SOAL UNTUK DIJAWAB —
- 1) Menurut berita suku bunga BI, berapa inflasi tahunan Juli 2022 yang dicatat BPS?
- 2) Tentukan apakah setiap pernyataan berikut sesuai dengan berita suku bunga BI. Jawab ya atau tidak, lalu kutip kata-kata penentunya dari berita itu.
(a) Bareksa memperkirakan BI menaikkan suku bunga acuan menjadi 4 persen di akhir 2022.
(b) Target IHSG hingga akhir tahun berada di level 6.500 hingga 6.700.
(c) Reksa dana yang paling menarik adalah yang bergerak di sektor pertambangan.
- 3) Tolong lanjutkan berita suku bunga BI mulai dari kalimat sesudah kalimat terakhirnya.

KUTIPAN DOKUMEN —
------------------------------

Laporan Wartawan Tribunnews.com, Yanuar Riezqi Yovanda
TRIBUNNEWS.COM, JAKARTA -- Tim analis Bareksa memperkirakan Bank Indonesia (BI) akan menaikkan suku bunga acuannya menjadi 4 persen di akhir 2022 dari level saat ini 3,5 persen.
Prediksi itu mempertimbangkan ekspektasi inflasi Indonesia tidak melampaui angka 5 persen secara tahunan pada tahun ini.
Sementara itu, Badan Pusat Statistik (BPS) mencatat inflasi Juli 2022 sebesar 4,94 persen secara tahunan, atau tertinggi sejak Oktober 2015.
Baca juga: Inflasi RI Diproyeksi Kembali Naik Hingga 4,9 Persen
"Melihat data tersebut, prospek reksa dana saham dan reksa dana indeks masih menarik hingga akhir tahun. Terutama reksa dana berbasis saham berkapitalisasi besar (big caps) yang bergerak di sektor keuangan dan infrastruktur," ujar Chief Operation Officer Bareksa, Ni Putu Kurniasari dalam keterangannya, Senin (1/8/2022).
Dia menjelaskan, saat terjadi fenomena window dressing jelang akhir tahun, sektor tersebut akan diburu investor terlebih dahulu.
“Investor dapat menikmati potensi imbal hasil lebih optimal di dua reksa dana tersebut dengan target Indeks Harga Saham Gabungan (IHSG) berada di level 7.200 hingga 7.400 hingga akhir tahun,” kata Putu.
Investor dapat juga mempertimbangkan untuk akumulasi secara bertahap di reksa dana saham dan reksa dana indeks, jika IHSG mengalami penurunan ke kisaran level 6.500 hingga 6.700.

------------------------------

KUMPULAN DATA —
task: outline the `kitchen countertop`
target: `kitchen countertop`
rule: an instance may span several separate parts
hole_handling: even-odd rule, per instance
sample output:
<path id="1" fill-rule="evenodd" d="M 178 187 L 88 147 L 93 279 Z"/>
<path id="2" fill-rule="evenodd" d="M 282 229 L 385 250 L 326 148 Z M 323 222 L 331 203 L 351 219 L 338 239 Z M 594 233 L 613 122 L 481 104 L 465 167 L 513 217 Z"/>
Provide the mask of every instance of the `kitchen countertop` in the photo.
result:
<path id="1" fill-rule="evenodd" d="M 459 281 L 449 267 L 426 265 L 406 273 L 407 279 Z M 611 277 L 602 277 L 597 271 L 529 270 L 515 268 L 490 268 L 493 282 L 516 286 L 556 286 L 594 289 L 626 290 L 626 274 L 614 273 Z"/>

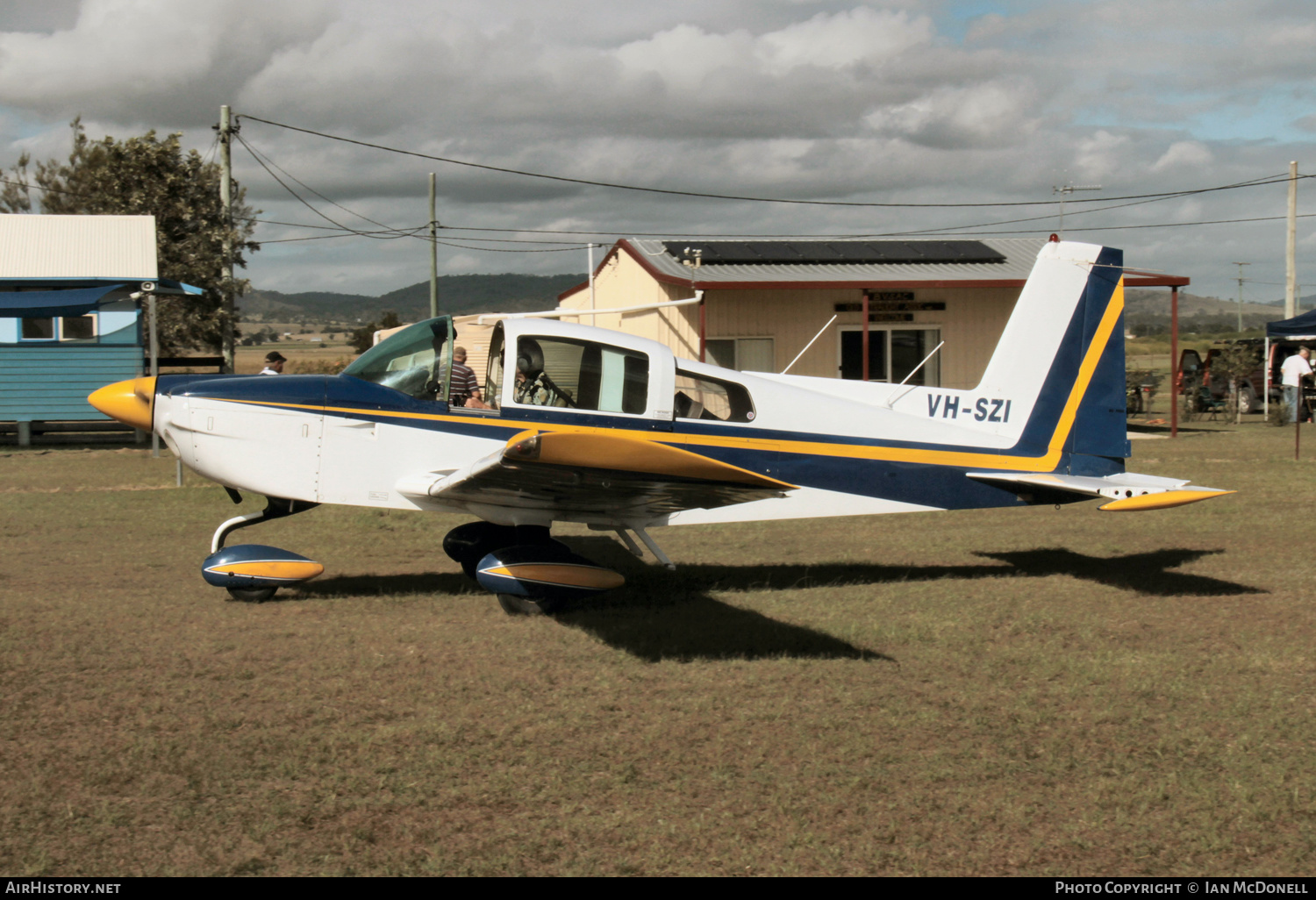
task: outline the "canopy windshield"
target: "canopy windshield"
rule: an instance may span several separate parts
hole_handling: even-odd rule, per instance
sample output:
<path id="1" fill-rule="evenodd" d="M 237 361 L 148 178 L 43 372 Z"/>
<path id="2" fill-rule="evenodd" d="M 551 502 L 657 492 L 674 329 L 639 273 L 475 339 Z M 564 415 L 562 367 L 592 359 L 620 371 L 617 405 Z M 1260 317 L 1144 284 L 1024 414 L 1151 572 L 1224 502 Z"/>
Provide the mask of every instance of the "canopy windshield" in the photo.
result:
<path id="1" fill-rule="evenodd" d="M 417 399 L 446 399 L 453 366 L 451 336 L 451 316 L 416 322 L 361 354 L 342 374 Z"/>

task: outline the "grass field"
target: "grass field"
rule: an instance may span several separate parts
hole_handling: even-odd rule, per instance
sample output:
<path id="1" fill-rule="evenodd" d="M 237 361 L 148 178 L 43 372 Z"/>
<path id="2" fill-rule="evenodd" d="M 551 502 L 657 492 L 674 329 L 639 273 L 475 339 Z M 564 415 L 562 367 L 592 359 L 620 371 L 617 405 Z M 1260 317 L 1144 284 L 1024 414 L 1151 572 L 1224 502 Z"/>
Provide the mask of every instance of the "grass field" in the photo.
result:
<path id="1" fill-rule="evenodd" d="M 247 532 L 328 571 L 226 603 L 218 487 L 0 454 L 0 871 L 1308 874 L 1303 441 L 1136 441 L 1240 491 L 1165 512 L 658 529 L 674 574 L 565 530 L 629 584 L 555 618 L 350 508 Z"/>

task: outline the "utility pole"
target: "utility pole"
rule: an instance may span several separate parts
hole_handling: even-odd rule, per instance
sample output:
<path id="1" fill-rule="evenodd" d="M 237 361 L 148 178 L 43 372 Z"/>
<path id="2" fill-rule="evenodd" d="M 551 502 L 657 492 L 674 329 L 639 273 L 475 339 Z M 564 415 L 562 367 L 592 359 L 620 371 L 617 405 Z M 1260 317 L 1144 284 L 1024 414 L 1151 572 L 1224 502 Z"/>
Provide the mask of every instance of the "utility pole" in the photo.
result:
<path id="1" fill-rule="evenodd" d="M 229 108 L 220 107 L 220 203 L 224 205 L 224 301 L 221 307 L 224 371 L 237 371 L 233 349 L 233 132 Z"/>
<path id="2" fill-rule="evenodd" d="M 1238 267 L 1238 337 L 1242 337 L 1242 267 L 1252 263 L 1233 263 Z M 1288 318 L 1292 318 L 1290 316 Z"/>
<path id="3" fill-rule="evenodd" d="M 438 317 L 438 217 L 434 214 L 434 172 L 429 174 L 429 317 Z"/>
<path id="4" fill-rule="evenodd" d="M 590 267 L 590 309 L 594 309 L 594 242 L 590 243 L 587 264 Z"/>
<path id="5" fill-rule="evenodd" d="M 1051 193 L 1061 195 L 1061 224 L 1055 229 L 1057 234 L 1065 237 L 1065 195 L 1074 193 L 1075 191 L 1100 191 L 1100 184 L 1066 184 L 1065 187 L 1051 187 Z"/>
<path id="6" fill-rule="evenodd" d="M 1298 163 L 1288 163 L 1288 266 L 1284 279 L 1284 318 L 1298 314 Z"/>

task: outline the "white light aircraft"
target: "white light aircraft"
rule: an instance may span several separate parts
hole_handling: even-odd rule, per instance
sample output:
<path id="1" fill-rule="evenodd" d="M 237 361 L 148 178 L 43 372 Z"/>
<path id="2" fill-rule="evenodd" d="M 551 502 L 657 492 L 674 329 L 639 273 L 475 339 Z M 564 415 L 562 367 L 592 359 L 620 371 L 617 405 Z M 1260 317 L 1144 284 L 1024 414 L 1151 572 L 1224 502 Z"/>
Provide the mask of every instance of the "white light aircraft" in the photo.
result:
<path id="1" fill-rule="evenodd" d="M 1126 472 L 1123 254 L 1049 242 L 978 387 L 738 372 L 619 332 L 507 318 L 487 409 L 450 405 L 450 317 L 408 326 L 341 375 L 167 375 L 89 401 L 154 429 L 265 511 L 215 533 L 203 576 L 261 600 L 322 566 L 238 528 L 349 504 L 465 513 L 447 554 L 513 613 L 622 584 L 550 537 L 763 518 L 1063 504 L 1177 507 L 1230 493 Z"/>

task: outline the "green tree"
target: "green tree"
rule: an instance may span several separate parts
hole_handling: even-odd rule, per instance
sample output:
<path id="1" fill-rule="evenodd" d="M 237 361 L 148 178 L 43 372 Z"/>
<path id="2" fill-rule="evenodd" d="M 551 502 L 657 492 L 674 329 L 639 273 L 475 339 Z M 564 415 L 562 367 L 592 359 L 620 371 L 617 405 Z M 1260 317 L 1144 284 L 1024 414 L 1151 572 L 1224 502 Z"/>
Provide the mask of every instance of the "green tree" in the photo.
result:
<path id="1" fill-rule="evenodd" d="M 51 214 L 155 216 L 159 272 L 204 288 L 203 296 L 167 297 L 158 301 L 159 339 L 164 354 L 180 350 L 218 351 L 222 328 L 222 297 L 228 284 L 224 241 L 233 246 L 233 264 L 243 266 L 246 254 L 261 245 L 251 241 L 258 211 L 245 203 L 246 189 L 233 184 L 233 226 L 224 221 L 220 203 L 220 167 L 201 159 L 196 150 L 183 153 L 179 134 L 161 139 L 155 132 L 118 141 L 89 141 L 82 120 L 71 124 L 72 153 L 67 162 L 38 162 L 24 154 L 5 174 L 0 209 L 32 212 L 30 189 L 41 189 L 41 209 Z M 236 279 L 234 293 L 246 291 L 246 279 Z"/>

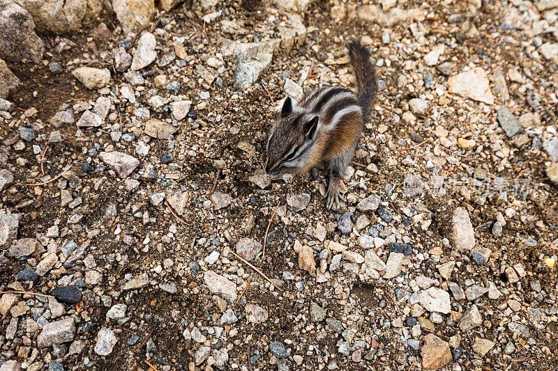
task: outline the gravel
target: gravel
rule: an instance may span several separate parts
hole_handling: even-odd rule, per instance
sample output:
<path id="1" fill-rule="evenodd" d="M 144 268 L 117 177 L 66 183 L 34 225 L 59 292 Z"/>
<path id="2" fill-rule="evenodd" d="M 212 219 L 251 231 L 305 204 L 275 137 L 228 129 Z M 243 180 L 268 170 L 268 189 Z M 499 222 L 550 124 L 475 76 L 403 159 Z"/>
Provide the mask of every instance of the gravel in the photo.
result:
<path id="1" fill-rule="evenodd" d="M 0 57 L 0 289 L 55 297 L 1 294 L 3 371 L 554 367 L 552 1 L 93 3 L 19 1 Z M 352 39 L 333 212 L 326 169 L 262 167 Z"/>

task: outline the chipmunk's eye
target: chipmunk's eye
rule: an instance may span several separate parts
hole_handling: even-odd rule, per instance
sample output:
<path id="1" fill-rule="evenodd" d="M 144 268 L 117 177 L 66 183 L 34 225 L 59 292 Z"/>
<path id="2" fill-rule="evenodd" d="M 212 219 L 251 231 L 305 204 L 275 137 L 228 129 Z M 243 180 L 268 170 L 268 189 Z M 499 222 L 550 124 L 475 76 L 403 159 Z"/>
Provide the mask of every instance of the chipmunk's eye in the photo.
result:
<path id="1" fill-rule="evenodd" d="M 289 153 L 289 155 L 288 155 L 288 156 L 287 156 L 287 157 L 285 158 L 285 161 L 292 160 L 292 159 L 294 159 L 294 155 L 296 155 L 296 148 L 294 149 L 294 150 L 292 150 L 292 152 L 291 153 Z"/>

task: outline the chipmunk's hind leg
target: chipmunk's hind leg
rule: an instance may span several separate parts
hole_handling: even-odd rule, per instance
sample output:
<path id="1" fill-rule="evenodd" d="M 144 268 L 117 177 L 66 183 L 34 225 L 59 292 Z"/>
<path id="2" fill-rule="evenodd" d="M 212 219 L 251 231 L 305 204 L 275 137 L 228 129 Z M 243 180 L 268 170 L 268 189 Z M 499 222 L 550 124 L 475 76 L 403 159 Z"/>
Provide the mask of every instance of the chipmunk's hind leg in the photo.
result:
<path id="1" fill-rule="evenodd" d="M 326 194 L 326 207 L 329 210 L 340 211 L 345 208 L 345 200 L 339 191 L 339 180 L 353 159 L 354 148 L 340 153 L 329 161 L 327 165 L 329 182 Z"/>

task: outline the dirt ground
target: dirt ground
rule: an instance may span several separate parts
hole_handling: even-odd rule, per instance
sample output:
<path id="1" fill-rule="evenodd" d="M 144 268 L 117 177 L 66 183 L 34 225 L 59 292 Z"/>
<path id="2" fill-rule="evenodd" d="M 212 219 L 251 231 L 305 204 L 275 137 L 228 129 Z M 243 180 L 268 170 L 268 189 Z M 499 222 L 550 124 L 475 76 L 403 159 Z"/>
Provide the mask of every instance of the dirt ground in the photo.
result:
<path id="1" fill-rule="evenodd" d="M 117 21 L 108 15 L 103 19 L 108 33 L 95 33 L 99 22 L 92 22 L 82 32 L 63 36 L 74 46 L 61 54 L 55 48 L 62 36 L 41 35 L 51 53 L 45 58 L 64 66 L 61 74 L 52 73 L 48 63 L 8 64 L 22 83 L 8 97 L 15 105 L 13 118 L 0 121 L 0 154 L 7 159 L 5 164 L 0 160 L 0 168 L 14 177 L 0 190 L 0 206 L 5 214 L 21 214 L 13 243 L 36 239 L 42 251 L 16 258 L 9 255 L 8 246 L 0 247 L 0 289 L 13 290 L 15 283 L 22 290 L 48 294 L 71 284 L 83 298 L 77 304 L 64 304 L 54 315 L 48 300 L 18 296 L 28 308 L 19 316 L 12 339 L 6 334 L 15 316 L 0 317 L 0 364 L 17 359 L 27 370 L 60 370 L 52 365 L 56 361 L 62 370 L 148 370 L 147 361 L 158 370 L 426 370 L 425 358 L 443 358 L 447 353 L 451 356 L 439 361 L 440 369 L 556 370 L 558 277 L 552 262 L 558 249 L 558 186 L 548 175 L 557 160 L 547 143 L 558 139 L 558 65 L 556 59 L 533 56 L 534 38 L 556 45 L 555 28 L 534 35 L 525 17 L 525 27 L 508 24 L 513 9 L 533 17 L 525 3 L 534 8 L 529 1 L 479 1 L 480 6 L 465 1 L 393 3 L 392 10 L 418 9 L 423 15 L 394 20 L 395 13 L 388 10 L 386 19 L 374 21 L 363 15 L 368 6 L 362 2 L 314 2 L 301 13 L 306 40 L 299 37 L 291 51 L 283 44 L 278 47 L 257 81 L 245 89 L 234 86 L 239 57 L 223 56 L 223 39 L 280 39 L 278 24 L 294 12 L 250 0 L 220 2 L 213 10 L 221 15 L 209 24 L 202 19 L 209 12 L 197 3 L 181 3 L 160 13 L 147 30 L 156 35 L 158 57 L 140 71 L 143 85 L 133 86 L 115 70 L 112 55 L 126 35 L 114 32 Z M 550 19 L 551 29 L 557 26 L 557 12 L 555 7 L 538 15 Z M 389 40 L 382 40 L 386 33 Z M 344 232 L 338 226 L 343 213 L 325 209 L 322 169 L 263 187 L 250 177 L 262 174 L 275 109 L 289 93 L 285 79 L 305 92 L 329 84 L 354 88 L 345 47 L 363 38 L 369 40 L 381 82 L 353 170 L 343 180 L 351 221 Z M 177 40 L 187 59 L 178 64 L 181 58 L 176 56 L 160 65 L 163 56 L 176 50 Z M 132 38 L 131 55 L 137 40 Z M 439 45 L 445 45 L 439 62 L 428 65 L 425 56 Z M 210 58 L 220 67 L 208 66 Z M 451 65 L 448 73 L 440 67 L 444 63 Z M 208 82 L 199 65 L 217 79 Z M 77 81 L 71 71 L 78 65 L 108 68 L 112 76 L 104 91 L 87 89 Z M 451 77 L 474 67 L 488 74 L 492 104 L 450 93 Z M 503 71 L 508 100 L 497 90 L 497 70 Z M 179 90 L 159 84 L 160 75 L 180 82 Z M 123 86 L 130 85 L 135 102 L 122 93 Z M 203 99 L 202 92 L 210 97 Z M 526 102 L 531 93 L 540 97 L 538 109 L 550 120 Z M 149 102 L 154 95 L 190 100 L 188 116 L 177 120 L 168 104 L 154 107 Z M 74 104 L 93 106 L 100 96 L 112 102 L 101 126 L 50 121 Z M 415 108 L 414 100 L 425 100 L 428 108 Z M 36 113 L 27 116 L 33 107 Z M 511 138 L 502 129 L 498 118 L 502 107 L 519 119 L 521 134 Z M 148 136 L 145 118 L 138 114 L 146 108 L 149 118 L 168 120 L 179 129 L 169 139 Z M 73 110 L 77 121 L 84 110 Z M 22 127 L 33 128 L 36 136 L 21 139 Z M 50 143 L 55 131 L 62 140 Z M 115 132 L 123 139 L 115 141 Z M 123 139 L 126 134 L 133 135 Z M 149 147 L 146 155 L 138 153 L 142 145 Z M 140 160 L 126 179 L 99 157 L 112 150 Z M 172 157 L 168 163 L 163 161 L 166 152 Z M 29 185 L 48 182 L 70 164 L 55 181 Z M 430 187 L 409 196 L 404 184 L 409 174 L 426 183 L 432 176 L 444 177 L 446 187 L 457 183 L 444 194 Z M 495 188 L 498 178 L 507 187 Z M 126 182 L 133 179 L 137 187 Z M 491 187 L 477 192 L 473 180 L 489 180 Z M 525 187 L 522 193 L 513 190 L 518 180 Z M 165 200 L 158 203 L 161 193 Z M 80 202 L 64 204 L 67 194 Z M 296 212 L 287 194 L 308 194 L 310 201 Z M 381 199 L 379 208 L 363 209 L 359 203 L 375 194 Z M 169 203 L 176 195 L 187 200 L 183 213 Z M 222 208 L 217 196 L 227 200 Z M 458 208 L 466 210 L 474 230 L 476 242 L 469 249 L 457 247 L 463 236 L 459 231 L 465 230 L 462 226 L 455 231 Z M 56 232 L 51 233 L 54 226 Z M 325 229 L 325 238 L 318 227 Z M 265 257 L 259 253 L 249 262 L 280 291 L 231 253 L 239 253 L 243 237 L 261 247 L 268 228 Z M 363 242 L 365 236 L 374 239 L 371 246 Z M 329 241 L 358 257 L 335 250 L 341 248 L 328 245 Z M 63 247 L 70 242 L 78 246 L 75 251 L 80 247 L 84 251 L 67 266 Z M 398 244 L 411 248 L 400 273 L 386 278 L 383 270 L 370 268 L 368 251 L 389 265 L 400 252 Z M 310 247 L 317 274 L 299 266 L 297 244 Z M 218 259 L 208 262 L 213 251 Z M 48 253 L 57 256 L 48 271 L 32 282 L 17 278 L 22 270 L 36 269 Z M 338 254 L 342 260 L 333 269 Z M 444 278 L 440 265 L 452 261 L 453 274 Z M 233 283 L 239 300 L 212 292 L 209 270 Z M 142 274 L 149 278 L 146 283 L 123 288 Z M 169 283 L 176 285 L 176 292 L 160 288 Z M 462 298 L 451 283 L 465 292 Z M 451 311 L 422 308 L 418 297 L 431 286 L 448 293 Z M 482 294 L 474 297 L 473 289 Z M 125 304 L 125 315 L 107 317 L 119 303 Z M 265 319 L 250 320 L 247 303 L 264 308 Z M 472 306 L 481 320 L 465 331 L 463 318 Z M 228 321 L 227 310 L 236 320 Z M 38 347 L 42 324 L 69 317 L 75 322 L 70 340 Z M 33 330 L 31 321 L 39 328 Z M 96 345 L 105 328 L 117 342 L 102 356 Z M 443 344 L 431 348 L 425 340 L 430 333 Z M 483 354 L 478 339 L 492 342 Z M 74 347 L 78 351 L 73 353 Z M 427 354 L 429 349 L 436 356 Z"/>

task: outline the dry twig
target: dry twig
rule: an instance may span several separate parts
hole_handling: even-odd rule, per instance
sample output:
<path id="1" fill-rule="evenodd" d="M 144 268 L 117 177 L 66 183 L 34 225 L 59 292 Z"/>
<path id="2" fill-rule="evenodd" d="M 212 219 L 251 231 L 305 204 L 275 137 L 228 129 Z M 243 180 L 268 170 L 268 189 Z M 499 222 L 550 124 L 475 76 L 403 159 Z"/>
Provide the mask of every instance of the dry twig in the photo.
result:
<path id="1" fill-rule="evenodd" d="M 277 209 L 279 207 L 279 205 L 281 203 L 277 204 L 277 206 L 275 207 L 273 209 L 273 212 L 271 214 L 271 217 L 269 218 L 269 223 L 267 223 L 267 228 L 266 228 L 266 235 L 264 237 L 264 248 L 262 251 L 262 259 L 264 259 L 266 257 L 266 245 L 267 244 L 267 233 L 269 232 L 269 227 L 271 226 L 271 223 L 273 221 L 273 218 L 275 217 L 276 214 L 277 214 Z"/>
<path id="2" fill-rule="evenodd" d="M 278 290 L 279 291 L 282 292 L 283 290 L 281 287 L 280 287 L 279 286 L 278 286 L 277 285 L 276 285 L 273 281 L 272 281 L 271 279 L 269 279 L 269 277 L 268 277 L 267 276 L 266 276 L 265 274 L 262 273 L 262 271 L 260 271 L 259 269 L 258 269 L 257 268 L 256 268 L 255 267 L 252 265 L 250 263 L 247 262 L 246 260 L 244 260 L 242 258 L 241 258 L 240 256 L 239 256 L 239 255 L 236 253 L 235 253 L 234 251 L 233 251 L 232 250 L 230 250 L 230 253 L 232 255 L 234 255 L 234 256 L 236 256 L 241 261 L 242 261 L 245 264 L 248 265 L 248 267 L 250 267 L 250 268 L 252 268 L 252 269 L 256 271 L 257 273 L 259 273 L 259 275 L 262 276 L 264 278 L 265 278 L 267 282 L 269 282 L 269 283 L 273 285 L 275 287 L 275 288 L 276 288 L 277 290 Z"/>
<path id="3" fill-rule="evenodd" d="M 51 179 L 50 180 L 47 180 L 47 181 L 46 181 L 46 182 L 45 182 L 43 183 L 35 183 L 35 184 L 25 184 L 25 185 L 27 186 L 27 187 L 35 187 L 35 186 L 45 185 L 45 184 L 47 184 L 49 183 L 52 183 L 54 180 L 59 179 L 60 177 L 66 173 L 66 172 L 68 171 L 68 170 L 70 170 L 70 168 L 72 168 L 72 166 L 74 166 L 73 164 L 70 164 L 69 166 L 66 168 L 64 170 L 62 171 L 61 173 L 60 173 L 59 175 L 57 175 L 56 176 L 55 176 L 54 177 Z"/>
<path id="4" fill-rule="evenodd" d="M 235 303 L 240 301 L 240 299 L 244 296 L 244 293 L 246 292 L 246 290 L 248 289 L 248 286 L 250 286 L 250 284 L 252 282 L 252 275 L 250 274 L 250 277 L 248 277 L 248 280 L 246 281 L 246 285 L 244 286 L 244 290 L 243 290 L 242 292 L 240 293 L 240 295 L 239 295 L 239 297 L 236 299 L 236 301 L 235 301 Z"/>
<path id="5" fill-rule="evenodd" d="M 176 218 L 176 219 L 177 219 L 177 220 L 178 220 L 178 221 L 179 221 L 181 223 L 183 224 L 184 226 L 188 226 L 188 227 L 190 227 L 190 226 L 191 226 L 191 225 L 190 225 L 190 224 L 188 224 L 188 223 L 186 223 L 186 221 L 184 221 L 184 220 L 183 220 L 182 218 L 181 218 L 180 216 L 178 216 L 178 214 L 177 214 L 176 212 L 174 212 L 174 210 L 172 210 L 172 206 L 171 206 L 171 205 L 170 205 L 170 204 L 169 203 L 169 201 L 167 201 L 166 199 L 165 200 L 165 203 L 166 203 L 166 204 L 167 204 L 167 206 L 168 206 L 168 207 L 169 207 L 169 211 L 170 211 L 170 213 L 171 213 L 172 214 L 173 214 L 173 215 L 174 216 L 174 217 L 175 217 L 175 218 Z"/>
<path id="6" fill-rule="evenodd" d="M 45 294 L 39 294 L 38 292 L 31 292 L 31 291 L 20 291 L 18 290 L 10 290 L 8 291 L 0 291 L 0 294 L 24 294 L 27 295 L 34 295 L 36 297 L 43 297 L 45 298 L 55 299 L 52 295 L 46 295 Z"/>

------------------------------

JAWABAN PER TUGAS —
- 1) 4,94 persen secara tahunan.

- 2)
(a) Ya: "menaikkan suku bunga acuannya menjadi 4 persen di akhir 2022"
(b) Tidak: "target Indeks Harga Saham Gabungan (IHSG) berada di level 7.200 hingga 7.400 hingga akhir tahun"
(c) Tidak: "bergerak di sektor keuangan dan infrastruktur"

- 3)
"Namun untuk saat ini, guna mengantisipasi dampak lonjakan inflasi dan potensi kenaikan suku bunga, investor dapat mendiversifikasi investasinya di reksa dana pasar uang dan reksa dana pendapatan tetap berbasis obligasi korporasi," tuturnya.
Baca juga: Inflasi Melangit, IMF Sarankan Beberapa Negara Asia Untuk Segera Kerek Suku Bunga
Selain itu, Putu memprediksi ke depannya harga pangan dan energi akan kembali turun ke level normal seperti saat sebelum masa pandemi, kecuali harga batu bara karena embargo Eropa terhadap batubara asal Rusia.
"Harga batu bara di semester II 2022 diproyeksikan masih berada di kisaran 350 dolar Amerika Serikat (AS) hingga 400 dolar AS per ton," pungkasnya.
Adapun dengan kenaikan harga komoditas tersebut, Indonesia diproyeksikan masih akan mengalami surplus neraca berjalan sekira 0,7 persen hingga 1,2 persen dari PDB tahun ini.